((

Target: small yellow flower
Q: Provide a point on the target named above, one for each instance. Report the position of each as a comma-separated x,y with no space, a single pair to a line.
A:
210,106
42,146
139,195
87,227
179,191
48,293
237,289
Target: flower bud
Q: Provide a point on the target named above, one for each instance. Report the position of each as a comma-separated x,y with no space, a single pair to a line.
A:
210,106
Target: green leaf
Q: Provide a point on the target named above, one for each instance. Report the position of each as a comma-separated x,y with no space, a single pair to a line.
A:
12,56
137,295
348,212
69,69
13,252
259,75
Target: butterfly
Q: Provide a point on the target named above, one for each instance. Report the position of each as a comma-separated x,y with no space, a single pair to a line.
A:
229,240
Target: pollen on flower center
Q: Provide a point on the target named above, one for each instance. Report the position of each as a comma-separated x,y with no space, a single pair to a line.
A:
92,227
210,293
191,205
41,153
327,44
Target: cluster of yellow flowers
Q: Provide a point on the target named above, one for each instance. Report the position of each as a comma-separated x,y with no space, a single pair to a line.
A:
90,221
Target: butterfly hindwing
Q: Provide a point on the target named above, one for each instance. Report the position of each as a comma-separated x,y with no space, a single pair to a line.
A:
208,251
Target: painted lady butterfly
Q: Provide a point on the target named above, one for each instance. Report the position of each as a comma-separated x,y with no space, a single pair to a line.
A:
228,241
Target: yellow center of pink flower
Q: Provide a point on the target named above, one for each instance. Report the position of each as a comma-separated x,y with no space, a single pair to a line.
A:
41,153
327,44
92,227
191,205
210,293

))

_Description of the task:_ When a line among the entries above contains "butterfly", copy it.

_Exercise response:_
Target: butterfly
Target: butterfly hindwing
Target: painted lady butterfly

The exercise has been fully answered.